## EXERCISE TEXT
Does the Sun Miss its Spots?

Minima-lly Invasive Technique for Sounding the Sun

Our pesky Sun has been diabolically withholding its sunspots for the past couple of years, causing solar physicists to wonder what’s going on with this most minimum of sunspot minima.  The Sun goes through an eleven-year cycle of magnetic activity related to the appearance of sunspots, solar flares, and disturbances of the interplanetary environment called space weather.  We’re at a low in solar activity right now, and it’s been just a LITTLE too quite on the Sun.

a computer representation of one of nearly ten million modes of sound wave oscillations of the Sun, showing receding regions in red tones and approaching regions in blue. By measuring the frequencies of many such modes and using theoretical models, solar astronomers can infer much about the internal structure and dynamics of the Sun. Courtesy National Solar Observatory. Click to embignify.
A computer representation of one of nearly ten million modes of sound wave oscillations of the Sun, showing receding regions in red tones and approaching regions in blue. By measuring the frequencies of many such modes and using theoretical models, solar astronomers can infer much about the internal structure and dynamics of the Sun. Courtesy National Solar Observatory. Click to embignify.

All this lack of activity has scientists wondering just what’s going on inside our star that has kept its normally sunny complexion clear. They can’t exactly go out to the Sun and stick some instruments into the solar surface to diagnose the problem. But, they can do the next best thing — study it remotely with the Global Oscillation Network Group facility. GONG and the orbiting SOHO/MDI instrument measure sound waves on the surface of the Sun. Those sound waves are a very good probe of what’s going on inside the Sun — similar to the way a sonogram tells a doctor what’s happening inside your body. GONG and SOHO/MDI are vanguard instruments in the science of helioseismology.

What they are showing scientists is a clear “sonogram” of a jet stream of material that flows from east to west just beneath the Sun’s visible surface.  It’s called a “torsional oscillation” and a new one gets generated near the solar poles every 11 years. Over a period of 17 years,  the stream migrates slowly to the solar equator.  The most telling point abou these streams is that they are associated with the production of sunspots once they reach a critical latitude of 22 degrees.

Two scientists, Rachel Howe and Frank Hill of the National Solar Observatory, have found that the stream associated with the new solar cycle has been moving rather lazily — taking three years to cover a 10 degree range in latitude compared to two years for the last solar cycle. Since the current minimum is now one year longer than usual, Howe and Hill conclude that the extended solar minimum phase may have resulted from the slower migration of the flow.

Now that the stream has finally reached the critical 22 degree latitude, we should be seeing some more solar activity ramping up as time goes by.  It’s not clear why this torsional oscillation slowed down, but the good news is that the Sun’s magnetic dynamo continues to operate, and we’re probably seeing the beginnings of a new solar cycle.

## WHAT YOU WILL DO
Substitute "sluggishly" for "lazily" in the passage of the sunspot text starting with "Two scientists, Rachel" and going on through "new solar cycle.", and write out that passage in full. Rely only on the text itself, not on any outside knowledge.

## SOURCE INFORMATION

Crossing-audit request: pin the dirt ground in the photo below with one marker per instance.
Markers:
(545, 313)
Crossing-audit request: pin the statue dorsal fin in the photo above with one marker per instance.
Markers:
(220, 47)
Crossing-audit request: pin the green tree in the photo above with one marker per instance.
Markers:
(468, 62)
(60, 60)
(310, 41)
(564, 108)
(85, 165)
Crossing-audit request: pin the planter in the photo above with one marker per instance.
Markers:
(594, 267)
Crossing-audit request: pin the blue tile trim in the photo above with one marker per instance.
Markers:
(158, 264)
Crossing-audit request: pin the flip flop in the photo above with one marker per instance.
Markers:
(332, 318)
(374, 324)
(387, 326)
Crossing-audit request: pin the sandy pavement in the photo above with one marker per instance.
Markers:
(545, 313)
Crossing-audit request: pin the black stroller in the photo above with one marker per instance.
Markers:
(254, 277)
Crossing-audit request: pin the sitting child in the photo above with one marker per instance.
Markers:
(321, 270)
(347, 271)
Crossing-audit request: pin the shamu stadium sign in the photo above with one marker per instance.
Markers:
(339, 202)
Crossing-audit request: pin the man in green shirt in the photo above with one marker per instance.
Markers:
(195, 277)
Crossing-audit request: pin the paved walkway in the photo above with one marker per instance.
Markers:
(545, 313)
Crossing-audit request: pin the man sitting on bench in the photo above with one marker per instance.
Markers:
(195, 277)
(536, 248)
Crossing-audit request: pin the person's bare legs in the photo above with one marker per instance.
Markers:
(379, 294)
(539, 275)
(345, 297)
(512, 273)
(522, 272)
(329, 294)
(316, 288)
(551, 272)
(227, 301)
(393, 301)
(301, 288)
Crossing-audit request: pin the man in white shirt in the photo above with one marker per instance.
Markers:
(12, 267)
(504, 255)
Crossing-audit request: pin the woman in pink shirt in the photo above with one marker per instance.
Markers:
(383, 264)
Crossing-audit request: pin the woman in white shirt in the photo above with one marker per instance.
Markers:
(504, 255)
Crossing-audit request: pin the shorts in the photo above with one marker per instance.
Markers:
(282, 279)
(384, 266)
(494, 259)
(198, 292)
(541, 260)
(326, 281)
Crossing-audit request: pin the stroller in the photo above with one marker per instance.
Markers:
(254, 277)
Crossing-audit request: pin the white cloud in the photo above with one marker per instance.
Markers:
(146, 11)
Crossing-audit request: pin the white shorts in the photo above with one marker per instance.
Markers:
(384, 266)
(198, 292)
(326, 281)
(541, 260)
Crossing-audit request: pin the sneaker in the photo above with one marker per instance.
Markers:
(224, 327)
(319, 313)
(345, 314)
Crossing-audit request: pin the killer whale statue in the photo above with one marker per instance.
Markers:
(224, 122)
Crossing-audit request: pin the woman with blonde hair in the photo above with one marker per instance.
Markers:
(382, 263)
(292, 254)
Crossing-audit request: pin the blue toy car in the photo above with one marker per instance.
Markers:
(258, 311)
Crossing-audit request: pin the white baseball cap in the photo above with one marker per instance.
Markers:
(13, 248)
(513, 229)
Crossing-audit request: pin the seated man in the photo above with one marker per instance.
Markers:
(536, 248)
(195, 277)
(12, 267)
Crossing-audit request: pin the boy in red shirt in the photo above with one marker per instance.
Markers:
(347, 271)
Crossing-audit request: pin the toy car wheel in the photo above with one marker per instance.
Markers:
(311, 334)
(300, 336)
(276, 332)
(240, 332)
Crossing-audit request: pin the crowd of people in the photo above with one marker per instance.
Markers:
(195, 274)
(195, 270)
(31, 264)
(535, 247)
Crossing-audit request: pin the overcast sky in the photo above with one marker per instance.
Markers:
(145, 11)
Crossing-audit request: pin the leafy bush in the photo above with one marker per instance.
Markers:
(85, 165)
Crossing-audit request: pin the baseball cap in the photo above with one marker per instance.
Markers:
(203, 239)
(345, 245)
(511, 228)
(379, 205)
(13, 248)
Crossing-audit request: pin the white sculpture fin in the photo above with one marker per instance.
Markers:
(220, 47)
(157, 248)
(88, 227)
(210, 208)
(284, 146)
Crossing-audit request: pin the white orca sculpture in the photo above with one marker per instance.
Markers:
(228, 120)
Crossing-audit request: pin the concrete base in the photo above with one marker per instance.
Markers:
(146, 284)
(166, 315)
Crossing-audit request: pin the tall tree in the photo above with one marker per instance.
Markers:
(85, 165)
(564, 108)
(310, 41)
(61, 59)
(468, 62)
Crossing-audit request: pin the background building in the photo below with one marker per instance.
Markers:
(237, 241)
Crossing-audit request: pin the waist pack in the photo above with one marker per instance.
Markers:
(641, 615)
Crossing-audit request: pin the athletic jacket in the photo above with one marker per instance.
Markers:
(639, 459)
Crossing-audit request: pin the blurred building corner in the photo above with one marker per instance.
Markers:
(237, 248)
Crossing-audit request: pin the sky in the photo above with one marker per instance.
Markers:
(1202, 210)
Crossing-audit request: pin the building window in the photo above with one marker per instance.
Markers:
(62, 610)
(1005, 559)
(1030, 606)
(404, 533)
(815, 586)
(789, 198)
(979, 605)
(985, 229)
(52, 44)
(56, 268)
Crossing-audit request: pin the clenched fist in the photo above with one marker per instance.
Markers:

## REPLY TO THE EXERCISE
Two scientists, Rachel Howe and Frank Hill of the National Solar Observatory, have found that the stream associated with the new solar cycle has been moving rather sluggishly — taking three years to cover a 10 degree range in latitude compared to two years for the last solar cycle. Since the current minimum is now one year longer than usual, Howe and Hill conclude that the extended solar minimum phase may have resulted from the slower migration of the flow.

Now that the stream has finally reached the critical 22 degree latitude, we should be seeing some more solar activity ramping up as time goes by.  It’s not clear why this torsional oscillation slowed down, but the good news is that the Sun’s magnetic dynamo continues to operate, and we’re probably seeing the beginnings of a new solar cycle.